Objective:
Answer these questions from the forum thread on the lost message framing error:
(a) Which BSA version is in use?
(b) At what time does the error seem to always occur?
(c) Which exception appears in the app server log entry marked WARN?

Provided text:
11 Replies Latest reply on Jul 21, 2015 9:39 AM by Bill Robinson

    java.io.SyncFailedException: lost message framing

    Yanick Girouard

      (Using BSA 8.5.01.304 on Windows/Oracle, with NSH Proxy enabled.)

       

      Once in a while, always at what seems to be the same time (4:00 AM), we see this error in a type 2 NSH Script Job...

       

      Error20-Jul-2015 4:00:20 AMcom.bladelogic.om.infra.session.client.SessionLoginException: Your session credential does not contain a usable Application Server URL.
      Error20-Jul-2015 4:00:20 AMErrors were:
      Error20-Jul-2015 4:00:20 AMCannot connect to "service:appsvc.bladelogic:blsess://APP_SERVICE_HOSTNAME:9841" - java.io.SyncFailedException: lost message framing

       

      With the following matching the timestamp in the app server log:

       

      "20 Jul 2015 04:00:20,336",Accept-Client-Connections-Thread,INFO,::,Appserver,Connection disconnecting: id = 910179

      "20 Jul 2015 04:00:20,570",Client-Connections-Thread-9,WARN,Anonymous:Anonymous:IP_OF_APPSERVER,Client,java.net.SocketException: Connection reset

      com.bladelogic.sso.engine.ClientDisconnectedException: java.net.SocketException: Connection reset

        at com.bladelogic.sso.engine.StreamMessaging.receiveMessage(StreamMessaging.java:123)

        at com.bladelogic.sso.engine.StreamMessaging.receiveToken(StreamMessaging.java:203)

        at com.bladelogic.om.infra.mfw.net.BlSessionServerConnection.authenticate(BlSessionServerConnection.java:186)

        at com.bladelogic.om.infra.mfw.net.BlSessionServerConnection.doHandshake(BlSessionServerConnection.java:116)

        at com.bladelogic.om.infra.mfw.net.ClientWorkerThread.handleNewConnection(ClientWorkerThread.java:144)

Extracted data entries:
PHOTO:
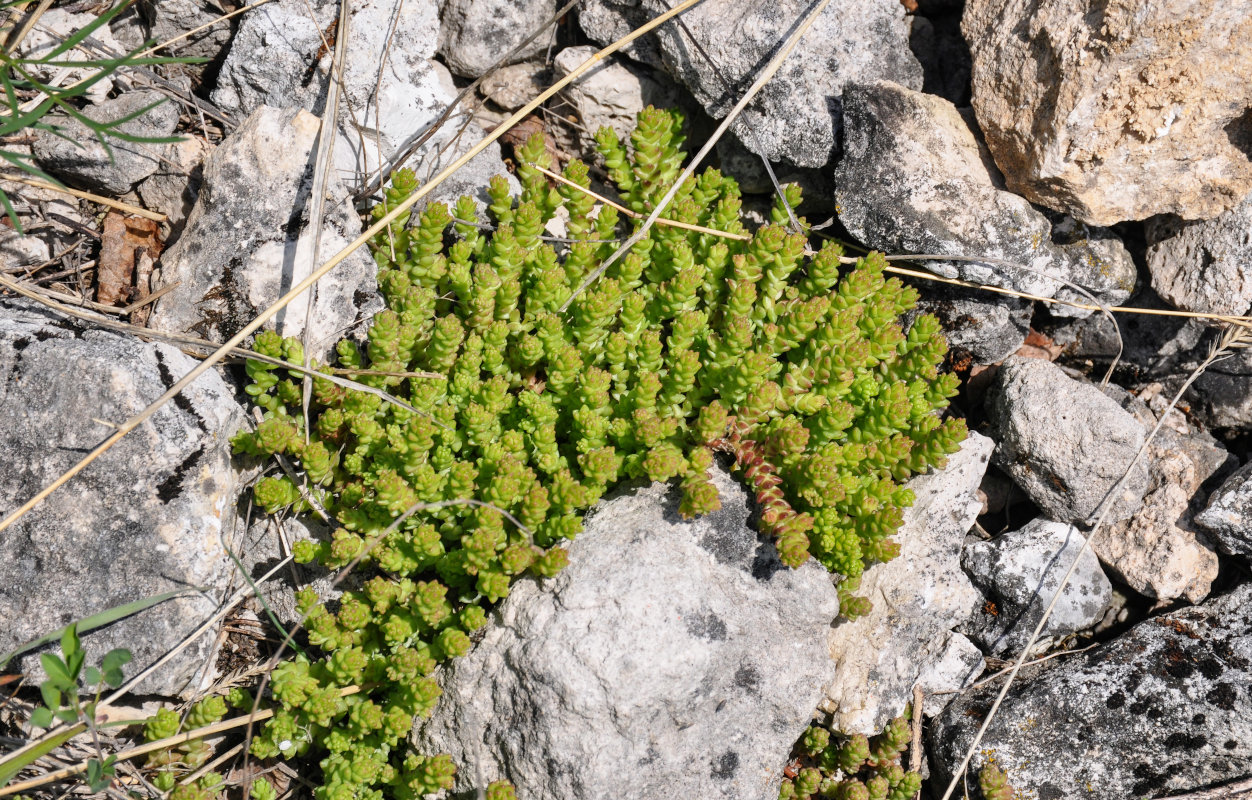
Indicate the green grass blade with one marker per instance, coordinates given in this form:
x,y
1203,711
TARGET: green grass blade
x,y
98,620
10,766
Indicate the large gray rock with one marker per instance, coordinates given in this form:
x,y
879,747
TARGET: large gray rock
x,y
80,158
914,179
54,26
1222,396
272,61
918,597
1164,709
1203,266
1228,515
1066,443
795,115
1116,112
670,659
162,20
144,518
988,328
1158,551
242,249
475,34
1021,572
609,95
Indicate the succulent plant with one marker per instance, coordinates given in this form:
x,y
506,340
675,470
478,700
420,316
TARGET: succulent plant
x,y
521,402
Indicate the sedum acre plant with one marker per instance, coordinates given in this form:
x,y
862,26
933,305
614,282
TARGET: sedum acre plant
x,y
692,343
851,768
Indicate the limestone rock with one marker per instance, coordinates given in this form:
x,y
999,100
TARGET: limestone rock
x,y
918,599
1158,552
1228,515
21,251
144,518
795,115
670,659
1063,442
1117,114
475,34
242,249
609,95
515,85
1162,710
162,20
988,328
1021,572
914,179
957,666
175,184
1203,266
272,61
80,158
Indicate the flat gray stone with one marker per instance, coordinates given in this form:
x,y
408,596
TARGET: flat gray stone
x,y
918,599
609,95
988,329
1063,442
795,115
914,179
242,249
83,160
144,518
1162,710
1021,571
670,659
1228,513
1203,266
475,34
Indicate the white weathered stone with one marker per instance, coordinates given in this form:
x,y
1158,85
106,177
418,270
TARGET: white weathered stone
x,y
670,659
1158,552
918,599
242,249
79,157
1119,113
475,34
1064,443
1021,571
383,104
1228,515
914,179
609,95
144,518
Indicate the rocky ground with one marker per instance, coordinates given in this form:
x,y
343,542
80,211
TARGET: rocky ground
x,y
1056,159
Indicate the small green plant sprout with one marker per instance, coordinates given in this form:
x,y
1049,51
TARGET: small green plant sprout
x,y
851,766
170,764
28,98
525,401
994,783
69,680
60,691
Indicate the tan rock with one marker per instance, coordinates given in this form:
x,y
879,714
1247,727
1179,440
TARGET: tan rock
x,y
1137,109
1158,552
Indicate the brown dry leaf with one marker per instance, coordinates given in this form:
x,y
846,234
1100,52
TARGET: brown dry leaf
x,y
517,135
1039,346
123,241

Complete answer:
(a) BSA 8.5.01.304
(b) 4:00 AM
(c) java.net.SocketException: Connection reset